**Document text:**
- Theatrical release poster

Chinese name
- Traditional Chinese: ^{HK}狄仁傑之通天帝國 ^{TW}通天神探狄仁傑
- Simplified Chinese: 狄仁杰之通天帝国

Standard Mandarin
- Hanyu Pinyin: Dí Rénjié Zhī Tōngtiān Dìguó

Yue: Cantonese
- Jyutping: Dik6 Jan4 Git6 Zi1 Tung1 Tin1 Dai3 Gwok3
- Directed by: Tsui Hark
- Screenplay by: Chang Chia-lu
- Produced by: Chen Kuo-fu; Tsui Hark; Nansun Shi; Peggy Lee; James Wang;
- Starring: Andy Lau; Carina Lau; Li Bingbing; Deng Chao; Tony Leung;
- Cinematography: Pakie Chan; Chan Chi-ying;
- Edited by: Yau Chi-wai
- Music by: Peter Kam
- Production companies: Huayi Brothers; Film Workshop;
- Distributed by: Emperor Motion Pictures
- Release dates: 29 September 2010 (China); 30 September 2010 (Hong Kong);
- Running time: 122 minutes
- Countries: China; Hong Kong;
- Languages: Cantonese; Mandarin;
- Budget: US$20 million
- Box office: US$51.7 million

= Detective Dee and the Mystery of the Phantom Flame =

2010 Chinese-Hong Kong film by Tsui Hark

Detective Dee and the Mystery of the Phantom Flame (狄仁傑之通天帝國) is a 2010 action-adventure gong'an film directed and produced by Tsui Hark. A Chinese-Hong Kong co-production, the film stars Andy Lau, Carina Lau, Li Bingbing, Deng Chao and Tony Leung. Hong Kong movie-star Sammo Hung takes the role as the action director for the film.

The film tells the story of Di Renjie (Andy Lau), one of the most celebrated officials of the Tang dynasty, who is tasked by the Empress Wu Zetian (Carina Lau) to solve a series of inexplicable murders in which victims suddenly burst into flames.

**Exercises to complete:**
- 1) According to the Detective Dee film article, who served as the film's action director?
- 2) Please extend the Detective Dee film article, picking up right after its last sentence.

Source records:
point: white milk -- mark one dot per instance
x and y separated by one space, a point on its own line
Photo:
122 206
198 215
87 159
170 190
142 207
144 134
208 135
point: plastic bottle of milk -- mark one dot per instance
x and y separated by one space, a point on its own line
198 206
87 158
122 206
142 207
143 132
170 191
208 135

**Responses by task:**
- 1) Sammo Hung

- 2)
Principal photography for Detective Dee began in May 2009; the film was shot at Hengdian World Studios in Zhejiang, China. Detective Dee was released in China on 29 September 2010 and in Hong Kong on 30 September; in North American, it premiered at the 2010 Toronto International Film Festival.

The film grossed US$51.7 million and won six awards at the 30th Hong Kong Film Awards, more than any other film, including Best Director and Best Actress for Lau; it was also nominated for the Golden Lion at the 2010 Venice Film Festival. It was followed by two prequels, Rise of the Sea Dragon (2013) and The Four Heavenly Kings (2018), also directed by Tsui and starring Carina Lau, and with Mark Chao as a young Detective Di.

==Plot==
In year 689 of the Tang dynasty, Wu Zetian is to be crowned the first Empress in China despite opposition from Tang officials. She has a Guan Yin figure built overlooking her palace in Luoyang, but an official inspecting the progress mysteriously erupts into flames. Penal officer Pei Donglai and his superior investigate and interrogate the supervising builder, Shatuo, who was formerly imprisoned after he took part in a rebellion. They find nothing and Pei's superior also dies soon after by also erupting into flames.

The Empress orders former detective and rebel Di Renjie be released from prison after the Imperial Abbot states that he must solve the mystery of the fire. She sends her attendant Shangguan Jing'er to fetch Di from prison, and Jing'er arrives just as Di is being attacked by assassins. Wu reinstates Di as the royal detective and assigns Jing'er to be both an assistant and spy. Jing'er attempts to seduce Di, but is interrupted by assassins. Di meets Prince Li, who fails to recruit him into leading a rebel army. When Pei takes Di and Jing'er to inspect the charred corpses, Di deduces the assassins use a poison that ignites upon contact with sunlight.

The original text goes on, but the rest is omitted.